# SEITENTEXT:
|---|
Rezension 2009

Christoph W. Bauer, Graubart Boulevard 
Innsbruck: Haymon Verlag, 2008

Während sich das offizielle Tirol den Hals im Blick zurück auf anno 1809 und vor auf das herandräuende Heldengedenken 2009 verrenkt, lenkt Christoph W. Bauer den seinen auf einen ganz anderen Jahrtag. Es geht bei ihm um den 9. November, der für die NSDAP der „Gedenktag für die Gefallenen der Bewegung“ war, und das Jahr 1938, als dieser Jahrtag zur Reichskristallnacht in deutschen Landen wurde, auch in Innsbruck. Auf das in dieser Nacht stattgefundene Judenpogrom, auf den in dieser Nacht stattgefundenen Mord an Richard Graubart richtet er seinen Blick, auf die Villa Graubart in der Gänsbacherstraße 5, wo der Mord geschieht, zunächst, dann „die Museumsstraße entlang [wo sich das Schuhwarengeschäft der Graubarts befand] und immer tiefer hinein in die Geschichte einer Familie, von der ich zunächst nichts anderes wusste als das Datum der Ermordung Richard Graubarts.“

Dem Erzähler Christoph W. Bauer geht es aber nun gar nicht darum, in diesem Ereignis „einen Ring zu sehen, der sich um die Stadt legte, um sie an ihre Vergangenheit zu gemahnen“; es geht ihm nicht darum, einen Mörder auf-, sondern einer Familiengeschichte nachzuspüren. Patrick Modiano, den Bauer im Motto zitiert [„Es dauert lange, bis das, was ausgelöscht worden ist, wieder ans Licht kommt.“], mag Vorbild gewesen sein, Modiano, der seinen autobiografischen Roman Familienstammbuch mit einem Zitat von René Char beginnt: „Leben heißt, beharrlich einer Erinnerung nachzuspüren“.
|---|
# AUFGABE 1:
Fasse die Rezension zu „Graubart Boulevard“ in zwei Sätzen zusammen.
# AUFGABE 2:
Schreibe die Rezension zu „Graubart Boulevard“ im Anschluss an ihren letzten Satz weiter.
Die Datensätze stehen in keinem Zusammenhang mit der Rezension.

# AUSGANGSMATERIAL:
|---|
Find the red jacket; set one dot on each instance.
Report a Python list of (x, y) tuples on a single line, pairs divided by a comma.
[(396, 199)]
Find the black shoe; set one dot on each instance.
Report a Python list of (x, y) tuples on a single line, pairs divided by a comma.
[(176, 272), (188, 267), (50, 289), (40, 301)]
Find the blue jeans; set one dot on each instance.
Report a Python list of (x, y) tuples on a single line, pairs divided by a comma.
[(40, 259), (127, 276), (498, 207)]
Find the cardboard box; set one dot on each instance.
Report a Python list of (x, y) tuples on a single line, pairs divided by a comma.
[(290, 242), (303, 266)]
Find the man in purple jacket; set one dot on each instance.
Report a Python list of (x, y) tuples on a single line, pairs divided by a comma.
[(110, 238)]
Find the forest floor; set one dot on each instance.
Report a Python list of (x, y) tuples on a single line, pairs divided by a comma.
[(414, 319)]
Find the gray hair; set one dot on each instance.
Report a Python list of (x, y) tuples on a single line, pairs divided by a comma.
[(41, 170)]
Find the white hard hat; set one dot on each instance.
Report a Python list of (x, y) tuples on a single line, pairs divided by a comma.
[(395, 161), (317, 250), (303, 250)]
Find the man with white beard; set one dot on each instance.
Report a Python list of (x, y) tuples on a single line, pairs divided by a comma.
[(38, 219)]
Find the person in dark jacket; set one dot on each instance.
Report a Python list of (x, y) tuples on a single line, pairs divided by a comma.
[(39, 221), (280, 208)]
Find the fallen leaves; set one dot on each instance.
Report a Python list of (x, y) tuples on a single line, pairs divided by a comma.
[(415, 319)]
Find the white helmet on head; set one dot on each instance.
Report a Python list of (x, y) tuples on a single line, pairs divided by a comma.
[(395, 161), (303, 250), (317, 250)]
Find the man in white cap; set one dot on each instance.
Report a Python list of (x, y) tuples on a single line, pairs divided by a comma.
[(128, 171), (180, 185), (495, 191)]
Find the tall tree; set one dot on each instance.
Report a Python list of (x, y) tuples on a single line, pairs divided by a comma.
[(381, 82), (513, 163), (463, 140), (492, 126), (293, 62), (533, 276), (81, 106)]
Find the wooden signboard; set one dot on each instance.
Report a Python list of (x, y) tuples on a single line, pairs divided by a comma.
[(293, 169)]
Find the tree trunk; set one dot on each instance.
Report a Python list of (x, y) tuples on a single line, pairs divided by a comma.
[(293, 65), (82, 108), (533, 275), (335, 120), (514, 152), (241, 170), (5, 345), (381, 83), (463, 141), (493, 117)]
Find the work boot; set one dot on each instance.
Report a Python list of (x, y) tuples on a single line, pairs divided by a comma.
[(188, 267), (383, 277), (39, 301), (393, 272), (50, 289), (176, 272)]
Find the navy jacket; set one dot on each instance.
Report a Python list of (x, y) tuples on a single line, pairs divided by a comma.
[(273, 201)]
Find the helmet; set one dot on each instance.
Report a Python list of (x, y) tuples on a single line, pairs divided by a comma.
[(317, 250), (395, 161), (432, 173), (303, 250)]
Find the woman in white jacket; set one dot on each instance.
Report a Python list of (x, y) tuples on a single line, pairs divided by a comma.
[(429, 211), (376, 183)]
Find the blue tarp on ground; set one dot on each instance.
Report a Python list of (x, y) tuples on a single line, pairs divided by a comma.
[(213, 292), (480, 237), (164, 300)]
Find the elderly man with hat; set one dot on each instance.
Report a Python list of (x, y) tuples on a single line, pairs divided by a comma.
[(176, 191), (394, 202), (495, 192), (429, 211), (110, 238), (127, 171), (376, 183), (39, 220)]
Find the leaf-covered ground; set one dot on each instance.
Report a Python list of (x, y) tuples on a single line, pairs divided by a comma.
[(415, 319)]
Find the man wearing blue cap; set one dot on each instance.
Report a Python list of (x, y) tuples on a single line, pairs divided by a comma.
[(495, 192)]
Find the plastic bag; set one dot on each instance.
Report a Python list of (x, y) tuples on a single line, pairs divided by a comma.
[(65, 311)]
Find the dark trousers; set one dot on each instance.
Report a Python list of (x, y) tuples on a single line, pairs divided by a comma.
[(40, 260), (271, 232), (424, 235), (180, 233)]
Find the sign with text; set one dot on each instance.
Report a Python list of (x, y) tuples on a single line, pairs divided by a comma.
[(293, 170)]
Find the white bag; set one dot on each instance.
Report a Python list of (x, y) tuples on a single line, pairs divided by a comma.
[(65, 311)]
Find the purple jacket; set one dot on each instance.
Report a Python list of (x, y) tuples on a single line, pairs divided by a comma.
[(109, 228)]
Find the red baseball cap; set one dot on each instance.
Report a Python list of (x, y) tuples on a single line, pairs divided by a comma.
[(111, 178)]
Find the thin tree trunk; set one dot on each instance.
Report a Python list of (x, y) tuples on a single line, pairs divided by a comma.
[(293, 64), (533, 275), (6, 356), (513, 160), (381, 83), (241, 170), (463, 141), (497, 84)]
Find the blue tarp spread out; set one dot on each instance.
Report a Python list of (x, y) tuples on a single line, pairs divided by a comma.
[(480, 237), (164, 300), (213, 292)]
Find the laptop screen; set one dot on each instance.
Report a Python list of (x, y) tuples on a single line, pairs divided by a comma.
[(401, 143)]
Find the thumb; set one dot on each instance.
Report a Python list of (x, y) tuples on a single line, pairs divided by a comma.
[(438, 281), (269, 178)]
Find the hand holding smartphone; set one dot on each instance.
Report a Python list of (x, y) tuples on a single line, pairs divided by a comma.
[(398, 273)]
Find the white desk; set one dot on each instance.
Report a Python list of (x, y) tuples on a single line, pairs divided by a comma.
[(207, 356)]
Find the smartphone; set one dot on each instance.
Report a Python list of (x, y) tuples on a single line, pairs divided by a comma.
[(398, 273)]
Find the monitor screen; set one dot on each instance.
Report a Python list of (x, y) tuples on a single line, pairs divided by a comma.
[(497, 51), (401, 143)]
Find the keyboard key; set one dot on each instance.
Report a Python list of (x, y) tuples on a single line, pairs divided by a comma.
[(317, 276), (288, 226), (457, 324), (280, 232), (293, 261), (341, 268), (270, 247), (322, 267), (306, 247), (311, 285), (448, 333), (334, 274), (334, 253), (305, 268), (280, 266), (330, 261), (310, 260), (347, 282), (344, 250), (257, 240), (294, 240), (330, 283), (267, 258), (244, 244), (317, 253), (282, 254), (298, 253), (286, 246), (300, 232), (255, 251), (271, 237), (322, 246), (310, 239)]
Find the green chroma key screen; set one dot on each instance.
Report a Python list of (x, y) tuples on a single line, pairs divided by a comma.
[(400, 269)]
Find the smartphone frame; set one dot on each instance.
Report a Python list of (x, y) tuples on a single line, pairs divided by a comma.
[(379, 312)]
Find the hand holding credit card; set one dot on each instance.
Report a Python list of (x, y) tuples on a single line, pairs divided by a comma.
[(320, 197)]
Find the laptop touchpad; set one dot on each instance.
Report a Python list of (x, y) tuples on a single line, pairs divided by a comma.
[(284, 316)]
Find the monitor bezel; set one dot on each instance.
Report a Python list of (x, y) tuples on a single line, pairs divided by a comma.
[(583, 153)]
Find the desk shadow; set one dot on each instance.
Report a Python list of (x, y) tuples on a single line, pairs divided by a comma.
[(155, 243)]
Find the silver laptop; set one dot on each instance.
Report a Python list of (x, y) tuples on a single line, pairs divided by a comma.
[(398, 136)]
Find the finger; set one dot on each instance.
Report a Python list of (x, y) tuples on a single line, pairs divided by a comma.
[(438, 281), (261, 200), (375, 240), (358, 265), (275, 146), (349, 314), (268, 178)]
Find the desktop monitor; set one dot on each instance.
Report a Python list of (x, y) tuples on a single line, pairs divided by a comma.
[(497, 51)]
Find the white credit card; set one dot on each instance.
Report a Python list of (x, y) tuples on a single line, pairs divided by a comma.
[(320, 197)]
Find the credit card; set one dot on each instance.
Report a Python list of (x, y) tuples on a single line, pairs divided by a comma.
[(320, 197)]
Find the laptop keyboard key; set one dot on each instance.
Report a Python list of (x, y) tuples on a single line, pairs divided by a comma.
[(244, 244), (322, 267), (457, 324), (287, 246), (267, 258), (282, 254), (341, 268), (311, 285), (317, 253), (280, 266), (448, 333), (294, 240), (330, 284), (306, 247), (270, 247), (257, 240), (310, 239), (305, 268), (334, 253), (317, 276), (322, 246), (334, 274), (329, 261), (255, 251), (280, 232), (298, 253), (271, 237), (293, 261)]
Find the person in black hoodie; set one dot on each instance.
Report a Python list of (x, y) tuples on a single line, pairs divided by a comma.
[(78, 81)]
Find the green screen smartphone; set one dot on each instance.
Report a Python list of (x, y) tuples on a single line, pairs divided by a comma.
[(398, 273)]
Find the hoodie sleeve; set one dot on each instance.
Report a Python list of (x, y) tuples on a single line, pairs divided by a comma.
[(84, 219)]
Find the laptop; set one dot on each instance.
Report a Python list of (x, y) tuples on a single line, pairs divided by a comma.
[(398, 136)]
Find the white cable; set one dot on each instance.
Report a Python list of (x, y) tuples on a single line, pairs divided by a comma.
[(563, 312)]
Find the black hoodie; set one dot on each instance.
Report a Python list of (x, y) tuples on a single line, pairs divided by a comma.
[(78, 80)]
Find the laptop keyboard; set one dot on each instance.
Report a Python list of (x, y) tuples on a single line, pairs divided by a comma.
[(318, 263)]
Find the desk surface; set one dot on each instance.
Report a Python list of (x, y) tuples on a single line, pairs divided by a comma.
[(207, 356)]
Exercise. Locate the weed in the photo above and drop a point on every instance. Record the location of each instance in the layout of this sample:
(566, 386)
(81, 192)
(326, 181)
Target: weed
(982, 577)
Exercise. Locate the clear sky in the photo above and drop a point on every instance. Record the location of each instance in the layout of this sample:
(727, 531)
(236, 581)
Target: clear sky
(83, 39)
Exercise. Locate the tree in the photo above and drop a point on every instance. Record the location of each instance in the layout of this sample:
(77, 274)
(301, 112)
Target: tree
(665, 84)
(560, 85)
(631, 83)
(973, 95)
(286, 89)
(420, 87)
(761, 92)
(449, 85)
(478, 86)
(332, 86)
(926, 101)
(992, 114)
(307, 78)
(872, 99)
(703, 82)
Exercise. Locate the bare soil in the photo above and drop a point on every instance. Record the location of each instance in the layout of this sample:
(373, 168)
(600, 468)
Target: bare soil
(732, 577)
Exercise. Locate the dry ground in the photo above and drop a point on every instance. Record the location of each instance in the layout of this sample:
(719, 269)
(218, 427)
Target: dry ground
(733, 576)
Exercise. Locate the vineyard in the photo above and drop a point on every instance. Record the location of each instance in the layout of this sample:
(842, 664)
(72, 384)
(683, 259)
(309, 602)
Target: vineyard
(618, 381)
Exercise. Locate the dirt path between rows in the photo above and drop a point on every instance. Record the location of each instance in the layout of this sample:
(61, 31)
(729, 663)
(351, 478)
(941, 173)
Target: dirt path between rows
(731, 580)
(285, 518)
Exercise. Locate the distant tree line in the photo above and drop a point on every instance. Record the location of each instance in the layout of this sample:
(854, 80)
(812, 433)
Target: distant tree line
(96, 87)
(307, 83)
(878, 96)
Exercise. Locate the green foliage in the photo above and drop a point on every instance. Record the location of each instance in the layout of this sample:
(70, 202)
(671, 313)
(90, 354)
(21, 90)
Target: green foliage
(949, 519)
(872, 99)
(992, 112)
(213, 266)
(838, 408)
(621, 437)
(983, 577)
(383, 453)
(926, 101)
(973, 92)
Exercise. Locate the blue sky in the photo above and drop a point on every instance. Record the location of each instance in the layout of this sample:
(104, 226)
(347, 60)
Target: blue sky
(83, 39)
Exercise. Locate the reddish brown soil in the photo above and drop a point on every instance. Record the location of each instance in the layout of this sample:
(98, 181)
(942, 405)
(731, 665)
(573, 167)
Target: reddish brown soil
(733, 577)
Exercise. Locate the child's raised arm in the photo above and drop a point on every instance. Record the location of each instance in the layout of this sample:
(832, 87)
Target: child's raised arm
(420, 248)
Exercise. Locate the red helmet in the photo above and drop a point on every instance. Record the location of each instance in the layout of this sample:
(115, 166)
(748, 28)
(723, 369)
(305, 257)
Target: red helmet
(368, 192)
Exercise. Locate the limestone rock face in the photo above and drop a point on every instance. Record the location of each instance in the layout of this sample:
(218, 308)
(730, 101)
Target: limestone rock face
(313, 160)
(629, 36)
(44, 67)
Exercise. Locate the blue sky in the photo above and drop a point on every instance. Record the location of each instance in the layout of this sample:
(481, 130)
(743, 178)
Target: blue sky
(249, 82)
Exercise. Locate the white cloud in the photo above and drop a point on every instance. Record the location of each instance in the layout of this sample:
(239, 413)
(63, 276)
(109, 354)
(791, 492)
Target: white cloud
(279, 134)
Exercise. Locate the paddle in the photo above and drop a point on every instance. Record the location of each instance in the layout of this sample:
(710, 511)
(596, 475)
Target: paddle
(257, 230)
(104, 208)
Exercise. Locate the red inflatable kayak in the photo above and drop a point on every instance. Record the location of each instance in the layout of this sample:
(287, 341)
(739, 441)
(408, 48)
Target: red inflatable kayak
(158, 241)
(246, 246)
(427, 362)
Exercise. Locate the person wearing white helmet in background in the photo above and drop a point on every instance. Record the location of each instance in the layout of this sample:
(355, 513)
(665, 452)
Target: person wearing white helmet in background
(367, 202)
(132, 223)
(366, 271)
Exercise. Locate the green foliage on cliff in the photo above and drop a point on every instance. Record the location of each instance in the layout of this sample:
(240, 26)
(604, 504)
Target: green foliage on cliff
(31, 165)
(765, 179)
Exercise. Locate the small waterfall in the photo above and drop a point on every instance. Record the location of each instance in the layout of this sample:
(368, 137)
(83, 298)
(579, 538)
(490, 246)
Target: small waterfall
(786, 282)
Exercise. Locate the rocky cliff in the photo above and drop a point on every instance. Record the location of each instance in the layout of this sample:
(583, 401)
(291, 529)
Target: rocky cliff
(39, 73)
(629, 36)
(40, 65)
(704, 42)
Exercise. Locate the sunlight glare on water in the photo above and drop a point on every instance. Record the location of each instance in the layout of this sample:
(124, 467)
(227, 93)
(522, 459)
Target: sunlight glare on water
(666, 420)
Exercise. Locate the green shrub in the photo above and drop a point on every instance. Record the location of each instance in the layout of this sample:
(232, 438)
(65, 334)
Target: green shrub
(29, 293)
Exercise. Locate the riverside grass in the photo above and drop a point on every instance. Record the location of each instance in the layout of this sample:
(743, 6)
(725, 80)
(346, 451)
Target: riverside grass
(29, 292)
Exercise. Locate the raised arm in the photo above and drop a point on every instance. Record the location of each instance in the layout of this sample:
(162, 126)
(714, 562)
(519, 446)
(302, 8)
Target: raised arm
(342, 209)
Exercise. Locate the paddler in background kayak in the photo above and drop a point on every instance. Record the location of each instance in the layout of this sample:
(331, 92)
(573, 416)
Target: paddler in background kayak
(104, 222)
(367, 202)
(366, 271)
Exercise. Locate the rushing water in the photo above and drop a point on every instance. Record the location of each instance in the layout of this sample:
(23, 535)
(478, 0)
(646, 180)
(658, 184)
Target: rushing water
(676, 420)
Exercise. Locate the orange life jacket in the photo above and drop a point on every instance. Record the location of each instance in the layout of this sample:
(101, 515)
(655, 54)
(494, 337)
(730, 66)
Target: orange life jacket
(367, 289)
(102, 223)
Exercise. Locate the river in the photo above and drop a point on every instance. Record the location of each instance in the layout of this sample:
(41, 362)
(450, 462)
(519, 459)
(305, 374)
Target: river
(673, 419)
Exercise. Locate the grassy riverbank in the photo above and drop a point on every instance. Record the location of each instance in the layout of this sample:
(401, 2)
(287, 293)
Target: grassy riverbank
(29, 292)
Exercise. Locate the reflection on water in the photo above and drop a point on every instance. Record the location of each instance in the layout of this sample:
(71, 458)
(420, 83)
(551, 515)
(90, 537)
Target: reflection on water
|---|
# ERWARTETE ANTWORT 1:
Während das offizielle Tirol auf 1809 zurück- und auf das Gedenken 2009 vorausblickt, richtet Christoph W. Bauer in „Graubart Boulevard“ den Blick auf den 9. November 1938, auf das Judenpogrom in Innsbruck und auf den Mord an Richard Graubart in der Villa in der Gänsbacherstraße 5. Dabei geht es ihm nicht darum, einen Mörder aufzuspüren, sondern der Geschichte der Familie Graubart nachzugehen, wobei Patrick Modiano, den er im Motto zitiert, Vorbild gewesen sein mag.

# ERWARTETE ANTWORT 2:
Eben das macht Bauer, mit akribischer Unaufdringlichkeit, stupender Detailtreue, menschlicher Wärme für die Opfer, unparteiischer Distanz gegenüber den Tätern - und mit schriftstellerischem Geschick. Sein Blick bleibt so nicht im Jahr 1938 hängen, sondern geht viel weiter zurück, zurück zu Joseph Roths Ostjuden (und Bauer erreicht dabei die Qualitäten von Roths Essay „Juden auf Wanderschaft“), zurück gar zu den ersten Erwähnungen von Tiroler Juden um 1300. Das macht Bauers Buch zu einer sozial- und kulturhistorisch höchst interessanten Lektüre, die dennoch stets das rekonstruierte Schicksal Richard Graubarts und seiner Familie im Auge behält und mit Empfindungen des Erzählers verknüpft. Sorgfältig aufgespürte Archivalien sind sein Stoff, Gespräche mit Familienmitgliedern ergänzen das Bild, eine ausführliche Kenntnis der Literatur zum Thema rundet seine Suche nach der verlorenen Zeit ab.

Am Ende, nachdem auch der hier wie andernorts peinliche Umgang der Nachkriegszeit mit der Nazi-Vergangenheit aufgearbeitet worden ist, fasst Bauer die Ausgangspunkte noch einmal ins Auge: die Mordnacht in Kapitel 119 und den verstörenden Status quo in Kapitel 120: "Margarethe Graubart sollte Recht behalten, der Mord an ihrem Mann wird nie restlos aufgeklärt." 120 Jahre nachdem Simon Graubart, Richards Vater, das Gewerbe in Innsbruck angemeldet hat, „mache ich mich erneut auf den Weg zu seinem ehemaligen Geschäft. In den Erzählungen von Vera und Michael Graubart wird die [Museum-] Straße zum Boulevard, der sich um die Stadt legt, um sie daran zu erinnern, was sie sich selbst genommen hat."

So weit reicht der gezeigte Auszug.